* Excerpt

The mechanisms that lead to differential induction of the p19ARF-p53 axis in early lung and pancreatic tumours remain unclear. In lung cancer, it is thought that enhanced oncogenic stress through Kras amplification and hyperactivation of the mitogen-activated protein kinase pathway may trigger p19ARF expression14,15. In contrast, Kras amplification is rarely observed in pancreatic cancer. Instead, activation of the phosphatidylinositol 3-kinase pathway downstream of oncogenic Kras may play a greater role in activating p19ARF during pancreatic tumorigenesis. Indeed, mutant PIK3CAH1047R expression in the pancreas phenocopies oncogenic Kras in terms of tumour progression and p19ARF expression38. In addition, Cre-mediated deletion of the PI3K effector Pdk1 in Kras-initiated pancreatic tumours reduces the induction of p19ARF38. Alternatively, tissue-specific mediators of ARF induction could also explain the differences in ARF expression between Kras-driven lung and pancreatic tumours. These include additional signalling pathways (for example, Notch39), epigenetic modifiers (for example, Bmi1 (ref. 28)) and transcription factors (for example, Dmp1 (ref. 40), AP-1 (ref. 41) and STAT3 (ref. 42)). Nonetheless, the capacity of Pdx1-Cre; LSL-KrasG12D/KrasWT mice to initiate tumours and develop high-grade pancreatic lesions despite wild-type p53 and intact p19ARF expression (Fig. 9c) supports the existence of non-genetic mechanisms to evade p19ARF-p53-mediated tumour suppression. A better understanding of these mechanisms may offer novel therapeutic approaches to reinforce this tumour suppressive pathway to prevent tumour initiation and progression.

Natural-language object grounding data
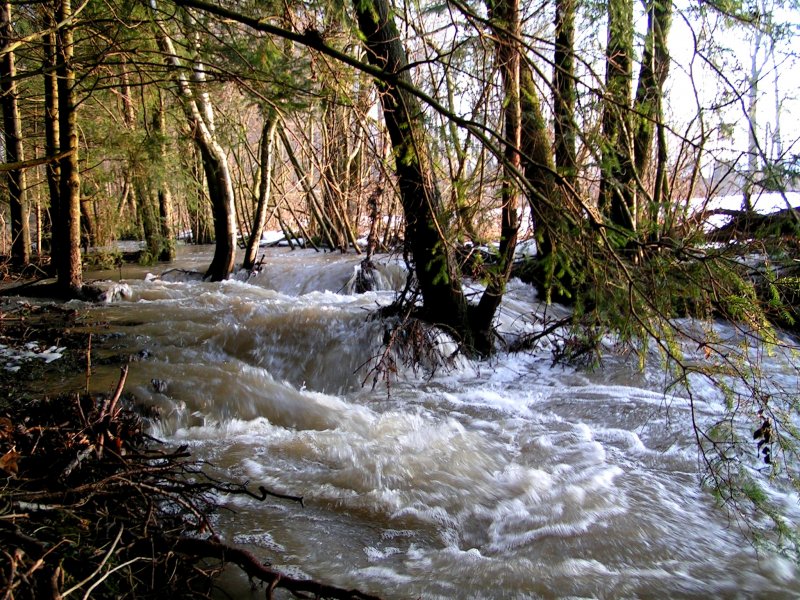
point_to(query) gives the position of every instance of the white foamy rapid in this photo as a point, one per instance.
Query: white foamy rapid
(506, 479)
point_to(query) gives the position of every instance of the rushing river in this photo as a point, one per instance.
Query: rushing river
(511, 478)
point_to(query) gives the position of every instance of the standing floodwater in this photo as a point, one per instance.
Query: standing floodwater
(510, 478)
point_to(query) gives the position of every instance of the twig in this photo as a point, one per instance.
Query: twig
(99, 567)
(109, 408)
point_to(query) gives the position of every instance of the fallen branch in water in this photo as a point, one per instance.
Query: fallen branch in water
(255, 569)
(90, 507)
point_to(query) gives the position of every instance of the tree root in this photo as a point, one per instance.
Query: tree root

* What needs to be done
According to the excerpt on p19ARF-p53 in lung and pancreatic tumors, what is rarely observed in pancreatic cancer? The listing has nothing to do with the task.

* Solution
Kras amplification.